## Work required
Copy out all the data, word for word.

## Input records
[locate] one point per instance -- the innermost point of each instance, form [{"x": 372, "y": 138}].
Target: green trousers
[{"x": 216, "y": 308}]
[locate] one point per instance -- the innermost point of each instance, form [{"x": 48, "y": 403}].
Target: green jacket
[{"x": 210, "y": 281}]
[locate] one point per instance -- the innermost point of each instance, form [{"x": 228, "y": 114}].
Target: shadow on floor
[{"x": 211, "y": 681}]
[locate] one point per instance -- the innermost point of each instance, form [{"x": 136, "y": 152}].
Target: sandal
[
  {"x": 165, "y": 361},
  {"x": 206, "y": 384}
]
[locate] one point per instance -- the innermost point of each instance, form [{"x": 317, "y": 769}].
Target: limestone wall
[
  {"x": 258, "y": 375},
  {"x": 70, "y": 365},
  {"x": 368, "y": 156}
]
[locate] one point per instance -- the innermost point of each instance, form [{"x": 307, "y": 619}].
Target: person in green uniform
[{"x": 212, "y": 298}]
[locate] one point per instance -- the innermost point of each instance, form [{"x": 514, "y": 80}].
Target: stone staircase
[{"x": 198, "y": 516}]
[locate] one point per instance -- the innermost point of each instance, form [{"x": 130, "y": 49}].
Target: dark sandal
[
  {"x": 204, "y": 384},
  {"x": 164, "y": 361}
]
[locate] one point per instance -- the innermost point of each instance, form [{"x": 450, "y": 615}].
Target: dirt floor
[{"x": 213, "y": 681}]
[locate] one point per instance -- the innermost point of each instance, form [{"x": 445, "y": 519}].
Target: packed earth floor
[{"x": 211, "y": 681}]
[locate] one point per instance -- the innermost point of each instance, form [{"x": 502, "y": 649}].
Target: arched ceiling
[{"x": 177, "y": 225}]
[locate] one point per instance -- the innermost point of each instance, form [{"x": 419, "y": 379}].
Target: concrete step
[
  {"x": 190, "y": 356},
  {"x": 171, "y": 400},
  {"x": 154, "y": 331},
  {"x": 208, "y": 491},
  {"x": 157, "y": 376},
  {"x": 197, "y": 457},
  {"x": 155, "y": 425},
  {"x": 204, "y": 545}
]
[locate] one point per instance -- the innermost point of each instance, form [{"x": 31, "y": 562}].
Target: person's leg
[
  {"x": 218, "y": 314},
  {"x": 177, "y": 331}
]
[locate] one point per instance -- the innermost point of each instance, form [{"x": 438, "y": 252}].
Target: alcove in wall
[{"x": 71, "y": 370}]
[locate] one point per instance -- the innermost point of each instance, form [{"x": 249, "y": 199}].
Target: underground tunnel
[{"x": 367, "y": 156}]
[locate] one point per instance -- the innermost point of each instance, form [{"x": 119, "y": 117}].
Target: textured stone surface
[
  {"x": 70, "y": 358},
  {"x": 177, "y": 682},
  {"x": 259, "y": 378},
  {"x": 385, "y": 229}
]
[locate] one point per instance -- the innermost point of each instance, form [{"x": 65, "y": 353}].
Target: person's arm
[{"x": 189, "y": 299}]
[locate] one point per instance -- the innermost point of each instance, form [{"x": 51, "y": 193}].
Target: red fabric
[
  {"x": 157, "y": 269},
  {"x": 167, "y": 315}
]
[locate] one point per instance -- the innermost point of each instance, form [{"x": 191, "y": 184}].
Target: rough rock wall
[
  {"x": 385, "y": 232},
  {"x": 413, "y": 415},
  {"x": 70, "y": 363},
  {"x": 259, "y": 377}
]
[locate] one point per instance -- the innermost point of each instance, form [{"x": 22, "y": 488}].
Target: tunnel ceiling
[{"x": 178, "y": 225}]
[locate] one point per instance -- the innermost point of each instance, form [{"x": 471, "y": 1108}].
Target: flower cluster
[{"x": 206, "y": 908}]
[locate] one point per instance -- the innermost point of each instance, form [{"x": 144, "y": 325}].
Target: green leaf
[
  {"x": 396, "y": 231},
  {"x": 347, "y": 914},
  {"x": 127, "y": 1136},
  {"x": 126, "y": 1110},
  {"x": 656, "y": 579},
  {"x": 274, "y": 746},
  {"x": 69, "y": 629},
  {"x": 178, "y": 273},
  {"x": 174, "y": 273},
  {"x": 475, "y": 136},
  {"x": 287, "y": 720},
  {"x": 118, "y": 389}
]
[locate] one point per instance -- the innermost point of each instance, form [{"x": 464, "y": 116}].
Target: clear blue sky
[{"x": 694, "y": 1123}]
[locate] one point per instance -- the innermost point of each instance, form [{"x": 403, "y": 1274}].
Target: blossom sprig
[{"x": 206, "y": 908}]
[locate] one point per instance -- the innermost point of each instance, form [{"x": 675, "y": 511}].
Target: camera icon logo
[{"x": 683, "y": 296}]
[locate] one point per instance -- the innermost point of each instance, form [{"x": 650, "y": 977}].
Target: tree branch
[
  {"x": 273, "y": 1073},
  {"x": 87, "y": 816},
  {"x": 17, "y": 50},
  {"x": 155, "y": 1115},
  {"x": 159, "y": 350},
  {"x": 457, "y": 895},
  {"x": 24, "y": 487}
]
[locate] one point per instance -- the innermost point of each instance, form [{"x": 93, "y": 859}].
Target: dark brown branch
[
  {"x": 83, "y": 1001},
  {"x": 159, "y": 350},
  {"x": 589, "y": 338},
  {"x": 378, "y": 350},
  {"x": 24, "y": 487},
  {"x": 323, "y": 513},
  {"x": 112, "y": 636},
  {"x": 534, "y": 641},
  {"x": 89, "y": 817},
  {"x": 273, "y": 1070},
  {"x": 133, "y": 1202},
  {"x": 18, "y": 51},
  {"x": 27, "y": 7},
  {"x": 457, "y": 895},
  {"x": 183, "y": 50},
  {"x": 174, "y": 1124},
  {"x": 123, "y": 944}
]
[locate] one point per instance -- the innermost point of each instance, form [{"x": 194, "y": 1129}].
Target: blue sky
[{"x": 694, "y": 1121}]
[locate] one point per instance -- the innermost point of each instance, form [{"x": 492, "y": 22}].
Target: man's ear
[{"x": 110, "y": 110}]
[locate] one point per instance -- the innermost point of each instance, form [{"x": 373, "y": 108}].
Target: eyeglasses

## Exercise answer
[locate] one point per instance -- the innermost point of each instance, form [{"x": 372, "y": 138}].
Target: green trousers
[{"x": 216, "y": 308}]
[locate] one point per instance -- the innermost point of each instance, form [{"x": 48, "y": 403}].
Target: green jacket
[{"x": 210, "y": 281}]
[locate] one point per instance -- the innermost point of each instance, form [{"x": 228, "y": 114}].
Target: shadow on floor
[{"x": 211, "y": 681}]
[locate] one point per instance -- the innermost point of each instance, form [{"x": 136, "y": 152}].
Target: sandal
[
  {"x": 165, "y": 361},
  {"x": 206, "y": 384}
]
[locate] one point per instance -- the innermost point of each instance, form [{"x": 317, "y": 769}].
Target: limestone wall
[
  {"x": 258, "y": 375},
  {"x": 70, "y": 365},
  {"x": 368, "y": 156}
]
[locate] one point per instance -- the innermost point of each instance, form [{"x": 307, "y": 619}].
Target: person in green uniform
[{"x": 212, "y": 298}]
[locate] one point per instance -- the innermost point of each instance, form [{"x": 514, "y": 80}].
Target: stone staircase
[{"x": 198, "y": 516}]
[locate] one point per instance -- the innermost point of each instance, form [{"x": 130, "y": 49}].
Target: dark sandal
[
  {"x": 204, "y": 384},
  {"x": 164, "y": 361}
]
[locate] one point per instance -- the innermost point of each instance, form [{"x": 450, "y": 615}].
Target: dirt floor
[{"x": 213, "y": 681}]
[locate] one point per instance -- the innermost point of each instance, form [{"x": 445, "y": 519}].
Target: packed earth floor
[{"x": 211, "y": 681}]
[locate] one point per instance -- the innermost point of each instance, form [{"x": 502, "y": 649}].
Target: arched ceiling
[{"x": 177, "y": 225}]
[locate] one point per instance -- the innermost point of each instance, form [{"x": 419, "y": 379}].
Target: concrete step
[
  {"x": 190, "y": 356},
  {"x": 171, "y": 400},
  {"x": 154, "y": 331},
  {"x": 208, "y": 491},
  {"x": 157, "y": 376},
  {"x": 197, "y": 457},
  {"x": 155, "y": 425},
  {"x": 204, "y": 545}
]
[locate] one point per instance -- the innermost point of each instance, form [{"x": 31, "y": 562}].
Target: person's leg
[
  {"x": 218, "y": 314},
  {"x": 177, "y": 331}
]
[locate] one point per instance -- the innermost point of each instance, form [{"x": 438, "y": 252}].
Target: alcove in wall
[{"x": 71, "y": 370}]
[locate] one point per instance -- the innermost point of each instance, form [{"x": 249, "y": 199}].
Target: underground tunnel
[{"x": 367, "y": 156}]
[locate] one point per instance -- the innermost point of each instance, form [{"x": 119, "y": 117}].
Target: textured stone surface
[
  {"x": 70, "y": 358},
  {"x": 177, "y": 682},
  {"x": 259, "y": 378},
  {"x": 385, "y": 229}
]
[locate] one point per instance -- the innermost point of each instance, form [{"x": 65, "y": 353}].
Target: person's arm
[{"x": 189, "y": 299}]
[locate] one point per instance -- the innermost point of each instance, form [{"x": 51, "y": 193}].
Target: red fabric
[
  {"x": 157, "y": 269},
  {"x": 167, "y": 315}
]
[locate] one point per instance -- the innermost point of each instance, form [{"x": 191, "y": 184}].
Target: rough rock wall
[
  {"x": 385, "y": 232},
  {"x": 413, "y": 415},
  {"x": 70, "y": 363},
  {"x": 259, "y": 377}
]
[locate] one point per instance -- the innermost point of each instance, form [{"x": 22, "y": 488}].
Target: tunnel ceiling
[{"x": 178, "y": 225}]
[locate] one point per instance -- the innermost point of each instance, form [{"x": 471, "y": 1108}].
Target: flower cluster
[{"x": 206, "y": 908}]
[locate] one point per instance -- the innermost point of each instance, form [{"x": 144, "y": 325}].
Target: green leaf
[
  {"x": 396, "y": 231},
  {"x": 347, "y": 914},
  {"x": 127, "y": 1136},
  {"x": 126, "y": 1110},
  {"x": 656, "y": 579},
  {"x": 274, "y": 746},
  {"x": 69, "y": 629},
  {"x": 178, "y": 273},
  {"x": 174, "y": 273},
  {"x": 475, "y": 136},
  {"x": 287, "y": 720},
  {"x": 118, "y": 389}
]
[locate] one point per instance -- the innermost point of each instance, form [{"x": 464, "y": 116}].
Target: clear blue sky
[{"x": 694, "y": 1123}]
[locate] one point per instance -- the innermost point of each instance, form [{"x": 403, "y": 1274}].
Target: blossom sprig
[{"x": 206, "y": 908}]
[locate] one point per instance -- the innermost point of each instance, form [{"x": 675, "y": 511}].
Target: camera icon logo
[{"x": 683, "y": 296}]
[locate] one point per instance -- the innermost point of each instance, form [{"x": 650, "y": 977}].
Target: tree branch
[
  {"x": 273, "y": 1073},
  {"x": 87, "y": 816},
  {"x": 17, "y": 50},
  {"x": 155, "y": 1115},
  {"x": 159, "y": 350},
  {"x": 457, "y": 895},
  {"x": 24, "y": 487}
]
[locate] one point per instance -- the innermost point of each instance, form [{"x": 93, "y": 859}].
Target: dark brown branch
[
  {"x": 83, "y": 1001},
  {"x": 159, "y": 350},
  {"x": 589, "y": 338},
  {"x": 378, "y": 350},
  {"x": 24, "y": 487},
  {"x": 323, "y": 513},
  {"x": 112, "y": 636},
  {"x": 534, "y": 641},
  {"x": 89, "y": 817},
  {"x": 273, "y": 1070},
  {"x": 133, "y": 1202},
  {"x": 18, "y": 51},
  {"x": 27, "y": 7},
  {"x": 457, "y": 895},
  {"x": 183, "y": 50},
  {"x": 174, "y": 1124},
  {"x": 123, "y": 944}
]
[locate] one point per instance -- the innermost point of each instance, form [{"x": 194, "y": 1129}].
Target: blue sky
[{"x": 694, "y": 1121}]
[locate] one point per instance -- the innermost point of each instance, form [{"x": 492, "y": 22}].
Target: man's ear
[{"x": 110, "y": 110}]
[locate] one point per instance -- the innermost point of each instance, form [{"x": 373, "y": 108}].
Target: eyeglasses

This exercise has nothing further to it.